Mystère du sang. Il est vrai que la langue populaire rappelle que le « chrétien » est forcément « bon ». « - Vous êtes catholique comme moi ! » disait parfois Francis Blanche improvisant ses répliques dans des films purement alimentaires.
Mystère du sang qui transcende le temps lui-même, charriant l’esprit depuis les « sons nombreux des syllabes antiques », depuis les mythes solaires et féconds de Phoebus-Apollon et du Grand Dieu Pan, lequel fut dit mort tant de fois qu’il n’en est que plus vivant. (7)

(7)
Dieu a peut-être cette vocation d’être tué par les hommes pour revenir plus puissant encore comme ces extra-terrestres des bandes dessinées qui augmentent leur puissance à chaque coup qu’on leur porte. Dieu est peut-être celui qui transcende sa propre mort.

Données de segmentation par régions
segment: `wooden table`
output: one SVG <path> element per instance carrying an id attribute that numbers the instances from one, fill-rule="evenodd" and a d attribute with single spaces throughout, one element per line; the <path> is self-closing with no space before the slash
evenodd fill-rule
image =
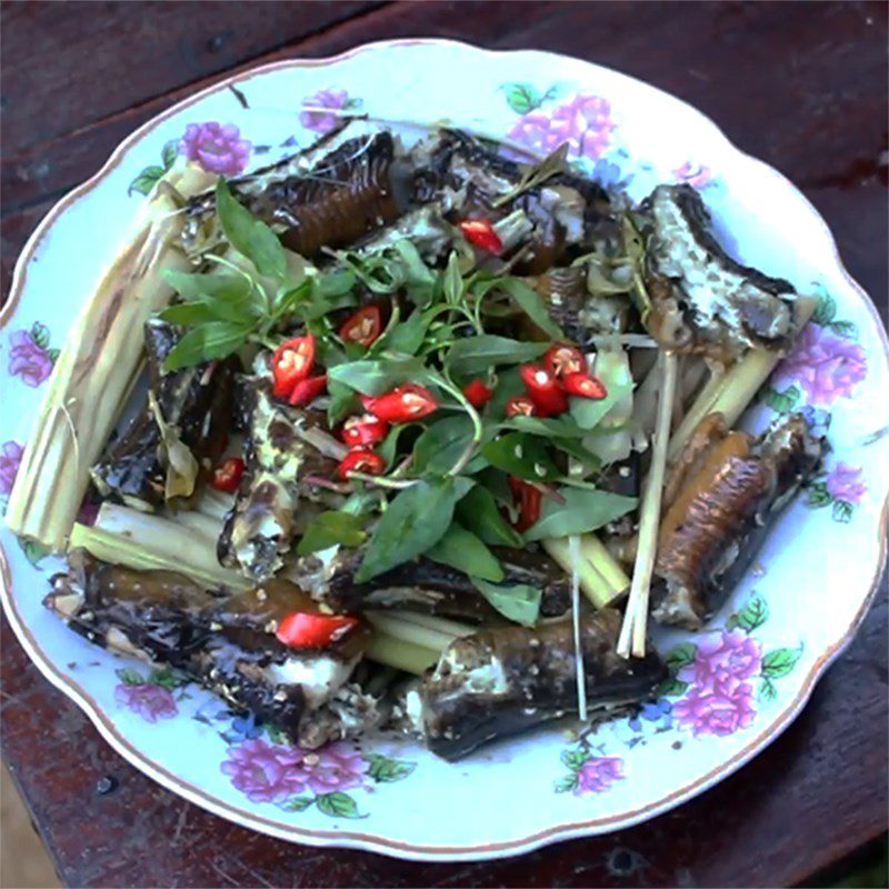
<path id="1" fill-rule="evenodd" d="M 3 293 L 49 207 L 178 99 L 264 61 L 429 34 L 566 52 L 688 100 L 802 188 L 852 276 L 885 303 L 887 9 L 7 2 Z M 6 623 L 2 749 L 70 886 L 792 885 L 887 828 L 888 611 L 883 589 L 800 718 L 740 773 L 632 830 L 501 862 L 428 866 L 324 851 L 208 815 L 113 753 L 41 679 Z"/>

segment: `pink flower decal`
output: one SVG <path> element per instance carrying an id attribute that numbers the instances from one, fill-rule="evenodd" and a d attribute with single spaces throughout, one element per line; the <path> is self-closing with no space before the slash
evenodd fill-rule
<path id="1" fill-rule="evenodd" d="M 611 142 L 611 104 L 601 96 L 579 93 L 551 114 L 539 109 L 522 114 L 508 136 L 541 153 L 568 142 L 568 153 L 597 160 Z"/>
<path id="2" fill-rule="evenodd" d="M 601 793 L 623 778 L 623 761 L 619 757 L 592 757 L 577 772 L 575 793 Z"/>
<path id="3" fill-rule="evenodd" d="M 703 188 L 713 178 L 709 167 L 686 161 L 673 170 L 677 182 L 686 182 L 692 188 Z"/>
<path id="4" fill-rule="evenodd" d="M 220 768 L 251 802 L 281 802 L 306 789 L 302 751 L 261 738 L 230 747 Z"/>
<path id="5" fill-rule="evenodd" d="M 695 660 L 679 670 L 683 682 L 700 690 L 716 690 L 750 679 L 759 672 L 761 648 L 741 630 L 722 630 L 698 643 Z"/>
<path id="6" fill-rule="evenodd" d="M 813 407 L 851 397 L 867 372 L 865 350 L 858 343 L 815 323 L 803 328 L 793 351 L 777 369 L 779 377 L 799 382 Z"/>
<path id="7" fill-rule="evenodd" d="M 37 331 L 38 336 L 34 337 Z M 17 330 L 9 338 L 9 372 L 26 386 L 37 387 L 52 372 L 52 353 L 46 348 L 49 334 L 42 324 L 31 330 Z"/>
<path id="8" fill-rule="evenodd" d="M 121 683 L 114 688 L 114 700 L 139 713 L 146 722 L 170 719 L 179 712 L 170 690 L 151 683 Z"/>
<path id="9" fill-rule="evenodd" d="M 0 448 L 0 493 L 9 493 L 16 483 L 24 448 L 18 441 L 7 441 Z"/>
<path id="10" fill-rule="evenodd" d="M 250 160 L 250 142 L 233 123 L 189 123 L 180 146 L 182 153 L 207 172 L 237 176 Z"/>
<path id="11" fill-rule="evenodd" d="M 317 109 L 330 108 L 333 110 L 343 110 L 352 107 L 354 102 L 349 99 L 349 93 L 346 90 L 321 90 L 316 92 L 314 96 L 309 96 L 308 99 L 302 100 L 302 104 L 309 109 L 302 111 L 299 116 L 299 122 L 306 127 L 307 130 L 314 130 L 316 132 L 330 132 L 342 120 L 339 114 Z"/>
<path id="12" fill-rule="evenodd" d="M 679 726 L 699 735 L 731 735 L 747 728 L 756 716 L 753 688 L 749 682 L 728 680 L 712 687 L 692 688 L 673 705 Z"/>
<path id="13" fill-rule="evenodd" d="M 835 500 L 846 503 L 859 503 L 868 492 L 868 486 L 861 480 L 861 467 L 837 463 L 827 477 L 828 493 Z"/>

## CONSIGNE 1
Restituez mot pour mot le passage du texte choisi qui commence par « Mystère du sang. » et finit par « films purement alimentaires. ».
## CONSIGNE 2
Traduisez en anglais cette phrase du texte choisi : « Dieu est peut-être celui qui transcende sa propre mort. »
Ces données n'interviennent en rien ici.

## RÉPONSE 1
Mystère du sang. Il est vrai que la langue populaire rappelle que le « chrétien » est forcément « bon ». « - Vous êtes catholique comme moi ! » disait parfois Francis Blanche improvisant ses répliques dans des films purement alimentaires.

## RÉPONSE 2
God is perhaps the one who transcends his own death.